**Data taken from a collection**

· · · · ·

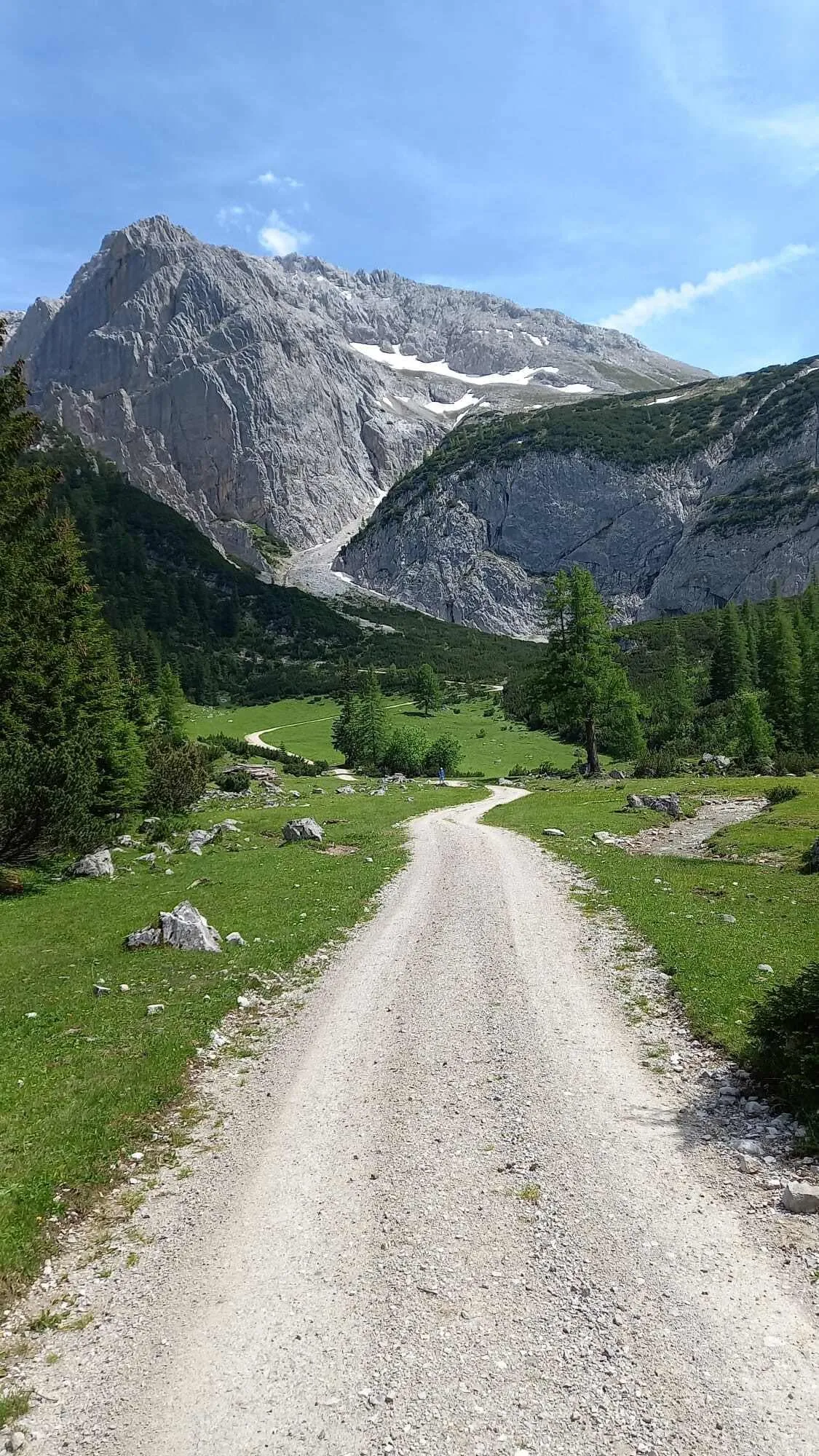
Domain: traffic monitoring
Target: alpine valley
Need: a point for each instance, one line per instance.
(282, 405)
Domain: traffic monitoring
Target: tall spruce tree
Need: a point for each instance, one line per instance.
(780, 673)
(730, 668)
(66, 756)
(586, 687)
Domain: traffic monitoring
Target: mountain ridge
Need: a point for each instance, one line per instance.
(286, 394)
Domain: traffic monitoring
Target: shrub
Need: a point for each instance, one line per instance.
(657, 764)
(784, 1045)
(407, 752)
(781, 793)
(443, 753)
(234, 781)
(177, 775)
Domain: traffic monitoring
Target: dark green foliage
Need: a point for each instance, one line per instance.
(583, 681)
(443, 753)
(784, 1045)
(177, 774)
(66, 756)
(427, 694)
(234, 781)
(783, 793)
(730, 666)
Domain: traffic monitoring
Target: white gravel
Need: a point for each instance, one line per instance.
(452, 1215)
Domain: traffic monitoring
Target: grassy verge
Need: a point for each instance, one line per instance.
(491, 746)
(679, 905)
(84, 1077)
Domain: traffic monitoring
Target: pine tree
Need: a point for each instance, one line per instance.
(427, 694)
(62, 707)
(780, 673)
(673, 710)
(371, 729)
(730, 668)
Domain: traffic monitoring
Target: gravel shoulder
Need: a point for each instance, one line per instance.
(451, 1212)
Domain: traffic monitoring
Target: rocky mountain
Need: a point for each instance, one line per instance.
(283, 397)
(676, 503)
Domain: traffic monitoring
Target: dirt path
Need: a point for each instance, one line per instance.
(454, 1216)
(687, 838)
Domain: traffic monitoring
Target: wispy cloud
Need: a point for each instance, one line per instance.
(273, 180)
(672, 301)
(279, 237)
(723, 82)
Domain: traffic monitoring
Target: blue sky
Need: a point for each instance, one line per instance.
(647, 164)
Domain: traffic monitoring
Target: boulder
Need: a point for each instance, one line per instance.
(95, 867)
(183, 930)
(296, 831)
(800, 1198)
(660, 803)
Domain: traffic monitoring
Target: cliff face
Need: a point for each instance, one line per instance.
(673, 505)
(286, 394)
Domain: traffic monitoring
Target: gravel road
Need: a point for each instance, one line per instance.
(454, 1216)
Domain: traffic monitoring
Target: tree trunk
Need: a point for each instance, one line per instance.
(592, 762)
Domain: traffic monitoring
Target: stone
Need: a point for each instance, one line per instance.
(145, 940)
(305, 829)
(183, 930)
(187, 930)
(95, 867)
(800, 1198)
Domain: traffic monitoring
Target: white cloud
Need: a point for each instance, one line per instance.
(280, 238)
(672, 301)
(272, 180)
(229, 216)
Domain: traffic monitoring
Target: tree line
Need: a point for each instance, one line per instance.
(751, 692)
(82, 737)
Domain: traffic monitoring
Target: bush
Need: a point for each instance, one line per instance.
(784, 1045)
(177, 775)
(234, 781)
(407, 752)
(781, 793)
(657, 764)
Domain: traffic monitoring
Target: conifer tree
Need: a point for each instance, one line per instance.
(730, 669)
(583, 682)
(780, 672)
(427, 691)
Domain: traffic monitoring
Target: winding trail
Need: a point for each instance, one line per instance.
(455, 1216)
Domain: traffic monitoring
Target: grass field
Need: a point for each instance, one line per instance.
(304, 727)
(84, 1077)
(678, 905)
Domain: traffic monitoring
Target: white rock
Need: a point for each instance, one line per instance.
(800, 1198)
(302, 829)
(95, 867)
(187, 930)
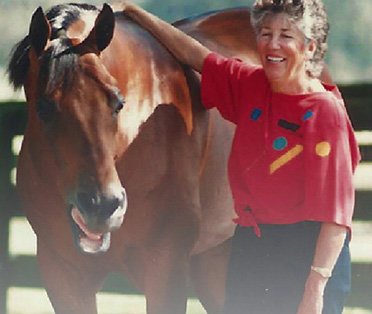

· · · · ·

**WHAT IS REQUIRED**
Count the lines in the data above that contain the string "tree", matching case exactly, and reply with the number alone.

**RESPONSE**
5